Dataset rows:
----

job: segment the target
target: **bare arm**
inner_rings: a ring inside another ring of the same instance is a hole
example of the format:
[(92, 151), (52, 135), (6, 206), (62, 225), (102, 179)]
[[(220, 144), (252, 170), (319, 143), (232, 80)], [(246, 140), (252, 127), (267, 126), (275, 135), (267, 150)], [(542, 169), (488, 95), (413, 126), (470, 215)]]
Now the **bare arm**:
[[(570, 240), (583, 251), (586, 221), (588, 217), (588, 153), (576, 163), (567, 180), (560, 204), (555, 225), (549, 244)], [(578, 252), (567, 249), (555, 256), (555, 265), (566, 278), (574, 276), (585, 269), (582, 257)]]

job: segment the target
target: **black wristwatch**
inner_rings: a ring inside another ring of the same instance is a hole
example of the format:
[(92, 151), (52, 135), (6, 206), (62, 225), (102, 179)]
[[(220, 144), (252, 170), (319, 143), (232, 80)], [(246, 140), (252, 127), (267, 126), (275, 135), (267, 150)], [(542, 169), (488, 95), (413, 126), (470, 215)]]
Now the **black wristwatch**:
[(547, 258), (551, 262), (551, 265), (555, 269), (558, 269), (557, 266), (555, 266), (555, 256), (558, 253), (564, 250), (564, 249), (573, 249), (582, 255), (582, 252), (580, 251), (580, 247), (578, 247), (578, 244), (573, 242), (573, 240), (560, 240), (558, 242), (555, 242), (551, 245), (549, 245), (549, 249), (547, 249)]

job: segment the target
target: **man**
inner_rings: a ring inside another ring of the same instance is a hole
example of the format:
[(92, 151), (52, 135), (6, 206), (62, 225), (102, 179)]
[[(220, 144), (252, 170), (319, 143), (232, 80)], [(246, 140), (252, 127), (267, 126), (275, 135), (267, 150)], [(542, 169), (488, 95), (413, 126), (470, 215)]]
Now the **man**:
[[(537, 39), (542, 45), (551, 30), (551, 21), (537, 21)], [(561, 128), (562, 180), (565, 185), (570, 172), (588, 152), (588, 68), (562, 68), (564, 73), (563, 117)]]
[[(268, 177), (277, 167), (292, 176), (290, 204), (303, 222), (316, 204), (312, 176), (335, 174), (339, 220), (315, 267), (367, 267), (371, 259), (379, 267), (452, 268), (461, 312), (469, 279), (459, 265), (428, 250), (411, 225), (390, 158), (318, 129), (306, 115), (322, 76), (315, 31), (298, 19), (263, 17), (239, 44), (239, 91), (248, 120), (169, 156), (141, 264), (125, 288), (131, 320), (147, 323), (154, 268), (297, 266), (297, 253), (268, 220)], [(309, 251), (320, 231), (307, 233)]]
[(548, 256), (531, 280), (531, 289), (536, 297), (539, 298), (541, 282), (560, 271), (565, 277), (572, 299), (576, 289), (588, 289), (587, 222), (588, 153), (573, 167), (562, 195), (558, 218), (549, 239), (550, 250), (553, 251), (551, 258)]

----

* [Work to complete] Rewrite the listing above, changing every "example of the format" to "sample of the format" and leaving all other text untouched.

* [Exercise response]
job: segment the target
target: **bare arm**
inner_rings: a ring inside another ring of the same instance is a hole
sample of the format:
[(92, 151), (52, 135), (6, 206), (62, 225), (102, 179)]
[[(220, 144), (252, 170), (319, 143), (232, 80)], [(246, 140), (252, 127), (267, 126), (275, 135), (267, 150)], [(542, 169), (488, 95), (413, 126), (470, 215)]]
Now the **bare arm**:
[[(570, 240), (583, 251), (586, 221), (588, 217), (588, 153), (576, 163), (567, 180), (560, 204), (555, 225), (549, 244)], [(578, 252), (567, 249), (555, 256), (555, 265), (566, 278), (574, 276), (585, 269), (582, 257)]]

job: segment the target
target: **black wristwatch**
inner_rings: a ring inside another ring of the same instance is a hole
sample of the format:
[(92, 151), (52, 135), (6, 206), (62, 225), (102, 179)]
[[(220, 144), (252, 170), (319, 143), (232, 80)], [(246, 140), (252, 127), (267, 126), (275, 135), (267, 150)], [(542, 169), (488, 95), (413, 126), (470, 215)]]
Now the **black wristwatch**:
[(547, 258), (551, 262), (551, 265), (555, 269), (558, 269), (557, 266), (555, 266), (555, 256), (558, 253), (564, 250), (564, 249), (573, 249), (582, 255), (582, 252), (580, 251), (580, 247), (578, 247), (578, 244), (573, 242), (573, 240), (560, 240), (558, 242), (555, 242), (551, 245), (549, 245), (549, 249), (547, 249)]

job: segment the target
target: **man**
inner_rings: a ring inside another ring of the same instance is a hole
sample of the format:
[(92, 151), (52, 135), (6, 206), (62, 225), (102, 179)]
[[(220, 144), (252, 170), (319, 143), (232, 80)], [(246, 140), (252, 127), (267, 126), (275, 135), (267, 150)], [(542, 169), (488, 95), (413, 126), (470, 215)]]
Now the **man**:
[[(537, 39), (542, 45), (551, 30), (551, 21), (537, 21)], [(561, 128), (562, 180), (565, 185), (570, 172), (588, 152), (588, 68), (562, 68), (564, 73), (563, 117)]]
[[(268, 177), (277, 167), (292, 176), (290, 204), (303, 222), (316, 204), (312, 176), (335, 174), (339, 220), (315, 267), (367, 267), (371, 259), (379, 267), (452, 268), (461, 312), (469, 279), (459, 265), (428, 250), (411, 225), (390, 158), (318, 129), (306, 115), (322, 76), (315, 31), (298, 19), (263, 17), (239, 44), (239, 91), (248, 120), (169, 156), (141, 264), (125, 288), (131, 320), (147, 323), (154, 268), (297, 266), (297, 253), (268, 220)], [(309, 251), (320, 231), (307, 233)]]
[(548, 256), (531, 280), (531, 289), (536, 297), (539, 298), (541, 282), (560, 271), (565, 277), (572, 299), (576, 289), (588, 289), (587, 222), (588, 153), (573, 167), (562, 195), (558, 218), (549, 239), (550, 250), (553, 251), (551, 258)]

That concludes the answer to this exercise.